#### ROWS
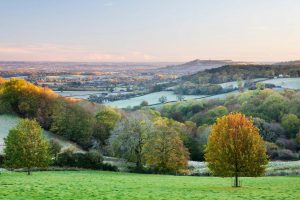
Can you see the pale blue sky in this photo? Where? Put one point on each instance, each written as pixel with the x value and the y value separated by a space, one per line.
pixel 149 30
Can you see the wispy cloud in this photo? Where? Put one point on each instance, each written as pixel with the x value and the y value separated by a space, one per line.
pixel 109 4
pixel 53 52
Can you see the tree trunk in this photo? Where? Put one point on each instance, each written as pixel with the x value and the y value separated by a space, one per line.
pixel 139 165
pixel 236 182
pixel 28 171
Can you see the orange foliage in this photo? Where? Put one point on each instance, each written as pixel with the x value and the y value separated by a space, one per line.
pixel 235 148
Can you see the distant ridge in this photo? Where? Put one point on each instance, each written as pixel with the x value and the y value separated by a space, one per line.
pixel 196 65
pixel 294 62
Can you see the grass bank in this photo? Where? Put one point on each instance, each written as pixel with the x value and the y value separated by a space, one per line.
pixel 112 185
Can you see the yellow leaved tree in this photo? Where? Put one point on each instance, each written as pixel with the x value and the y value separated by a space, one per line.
pixel 235 148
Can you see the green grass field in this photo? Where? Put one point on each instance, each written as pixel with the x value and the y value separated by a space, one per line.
pixel 111 185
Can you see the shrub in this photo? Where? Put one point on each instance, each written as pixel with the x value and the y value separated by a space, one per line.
pixel 286 154
pixel 91 160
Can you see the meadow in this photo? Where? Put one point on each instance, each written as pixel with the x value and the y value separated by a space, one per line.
pixel 69 185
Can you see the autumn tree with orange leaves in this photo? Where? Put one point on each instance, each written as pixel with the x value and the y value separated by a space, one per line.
pixel 164 150
pixel 235 148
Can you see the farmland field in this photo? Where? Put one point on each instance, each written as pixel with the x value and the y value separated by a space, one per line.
pixel 8 122
pixel 291 83
pixel 151 98
pixel 112 185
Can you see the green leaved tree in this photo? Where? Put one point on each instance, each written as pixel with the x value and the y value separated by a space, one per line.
pixel 25 147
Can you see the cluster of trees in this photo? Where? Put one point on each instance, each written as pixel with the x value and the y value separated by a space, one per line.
pixel 189 88
pixel 84 123
pixel 26 148
pixel 275 113
pixel 147 139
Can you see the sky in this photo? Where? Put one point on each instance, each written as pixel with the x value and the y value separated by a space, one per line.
########
WHAT NEEDS TO BE DONE: Convert all of the entries above into a JSON list of strings, one string per line, with blank lines and the pictures left out.

PROBLEM SOLUTION:
[
  "Can you see the pale blue sky in this photo? Where? Put one point on each instance, each written as pixel with the x value and the y value separated by a space, one per line.",
  "pixel 149 30",
  "Can you see the wispy cloud in this photo? Where? Put one point on each instance, each written as pixel with the x value and the y value separated by a space, one per line.",
  "pixel 109 4",
  "pixel 53 52",
  "Can you see the tree trunk in this photo? Where? Put one point on each instance, each written as pixel with the x value and the y value separated by a space, one per line.",
  "pixel 139 165",
  "pixel 236 182",
  "pixel 28 171",
  "Can you see the orange foliage in this photo? Where? Put one point on each instance, each written as pixel with the x value and the y value separated by a space, one per line.",
  "pixel 235 148",
  "Can you see the distant ridge in this photo? Where? Put one point on each instance, each written as pixel with the x value and the y value separated by a space, one per line.",
  "pixel 196 65",
  "pixel 294 62",
  "Can you see the grass bank in this photo? Where? Put one point on each instance, each written as pixel with the x value and the y value separated by a space, one per line.",
  "pixel 112 185",
  "Can you see the yellow leaved tree in this photo? Where? Put one point on each instance, each written as pixel with the x value and the y value separated by a space, one per line.",
  "pixel 235 148",
  "Can you see the green grass field in this photo? Where? Put one point on each instance, each written as pixel with the x value and the y value separated by a space, one per line.",
  "pixel 111 185",
  "Can you see the shrub in this photo? Where? Put one point on each instance, each written as pixel with the x value and the y value separated by a space, one per line.",
  "pixel 286 154",
  "pixel 91 160",
  "Can you see the meadow in this photo? Where? Put one point on each instance, each written as pixel with the x value and the y value separated by a space, one per line.",
  "pixel 69 185",
  "Can you see the autumn tree with orange leaves in this photo? Where? Put one point on each instance, each written as pixel with the x value and the y value separated by a space, one per line.",
  "pixel 164 150",
  "pixel 235 148",
  "Can you see the farmland field in this photo? Where? Put one point on each instance, each written as pixel with the x value and the y value separated by a space, one per line.",
  "pixel 8 122",
  "pixel 291 83",
  "pixel 151 98",
  "pixel 112 185",
  "Can you see the green leaved tree in this photo? Where? Put one point on each instance, each written as pixel with the x value and the y value separated by a space, one per line.",
  "pixel 25 147",
  "Can you see the cluster of trees in this photo? Where? Put one point on each instance, each written as pixel with the x value and the y value separated by a space, one per line.",
  "pixel 189 88",
  "pixel 84 123",
  "pixel 26 148",
  "pixel 275 113",
  "pixel 147 139",
  "Can you see the sky in this photo? Where? Put one point on each instance, each written as pixel with the x value and the y value separated by a space, one per line."
]